TASK TO COMPLETE
Rewrite the rows below, changing "person standing" to "standing pedestrian" wherever it occurs and keeping everything else the same. Leave the pictures out.

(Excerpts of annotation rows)
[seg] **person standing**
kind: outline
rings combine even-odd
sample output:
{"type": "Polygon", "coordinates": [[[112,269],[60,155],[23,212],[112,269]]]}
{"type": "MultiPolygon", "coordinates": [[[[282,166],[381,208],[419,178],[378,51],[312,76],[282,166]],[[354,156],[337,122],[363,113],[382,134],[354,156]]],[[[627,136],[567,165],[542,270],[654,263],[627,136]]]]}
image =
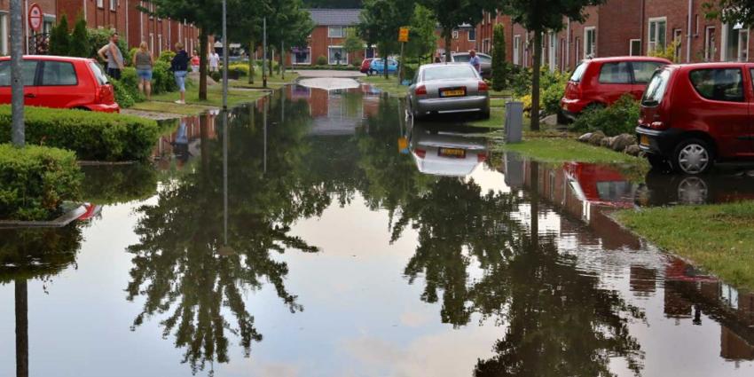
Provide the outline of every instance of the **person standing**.
{"type": "Polygon", "coordinates": [[[118,48],[118,32],[110,35],[110,43],[102,46],[97,54],[102,60],[107,62],[107,75],[115,80],[121,79],[121,70],[123,69],[123,54],[118,48]]]}
{"type": "Polygon", "coordinates": [[[191,71],[199,72],[199,52],[193,51],[193,56],[191,57],[191,71]]]}
{"type": "Polygon", "coordinates": [[[186,75],[188,74],[189,57],[186,51],[184,50],[184,43],[180,42],[176,43],[176,50],[178,51],[173,57],[173,59],[170,60],[170,70],[173,71],[173,75],[176,77],[176,84],[178,86],[178,91],[181,93],[181,99],[178,99],[176,103],[184,105],[186,103],[186,75]]]}
{"type": "Polygon", "coordinates": [[[143,92],[148,101],[152,98],[152,67],[154,66],[154,59],[149,52],[146,42],[142,41],[138,45],[132,63],[138,77],[138,91],[143,92]]]}
{"type": "Polygon", "coordinates": [[[471,67],[474,67],[474,69],[476,69],[477,73],[481,74],[482,73],[482,60],[479,59],[479,57],[476,55],[476,51],[474,51],[474,50],[469,51],[468,56],[471,57],[468,59],[468,64],[470,64],[471,67]]]}
{"type": "Polygon", "coordinates": [[[220,67],[220,55],[217,51],[209,52],[209,72],[217,72],[220,67]]]}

REPLY
[seg] **standing pedestrian**
kind: outline
rings combine even-odd
sample output:
{"type": "Polygon", "coordinates": [[[112,269],[60,155],[23,212],[112,269]]]}
{"type": "MultiPolygon", "coordinates": [[[[282,166],[381,208],[419,178],[378,51],[312,76],[282,166]],[[354,156],[337,122],[363,113],[382,134],[354,156]]],[[[627,136],[567,165],[542,270],[654,263],[627,136]]]]}
image =
Provide the outline of every instance of the **standing pedestrian**.
{"type": "Polygon", "coordinates": [[[118,48],[118,32],[110,35],[110,43],[102,46],[97,54],[102,60],[107,62],[107,75],[115,80],[121,79],[121,70],[123,69],[123,54],[118,48]]]}
{"type": "Polygon", "coordinates": [[[191,71],[199,72],[199,52],[193,51],[193,56],[191,57],[191,71]]]}
{"type": "Polygon", "coordinates": [[[186,75],[188,74],[189,57],[186,51],[184,50],[184,43],[180,42],[176,43],[176,50],[178,51],[173,57],[173,59],[170,60],[170,70],[173,71],[173,75],[176,77],[176,84],[178,86],[178,91],[181,93],[181,99],[178,99],[176,103],[184,105],[186,103],[186,75]]]}
{"type": "Polygon", "coordinates": [[[143,92],[148,101],[152,98],[152,67],[154,66],[154,59],[149,52],[146,42],[142,41],[138,45],[132,63],[138,77],[138,91],[143,92]]]}
{"type": "Polygon", "coordinates": [[[471,67],[474,67],[474,69],[476,69],[477,73],[481,74],[482,73],[482,60],[479,59],[479,57],[476,55],[476,51],[474,51],[474,50],[469,51],[468,56],[471,57],[468,59],[468,64],[470,64],[471,67]]]}
{"type": "Polygon", "coordinates": [[[220,67],[220,55],[217,51],[209,52],[209,72],[217,72],[220,67]]]}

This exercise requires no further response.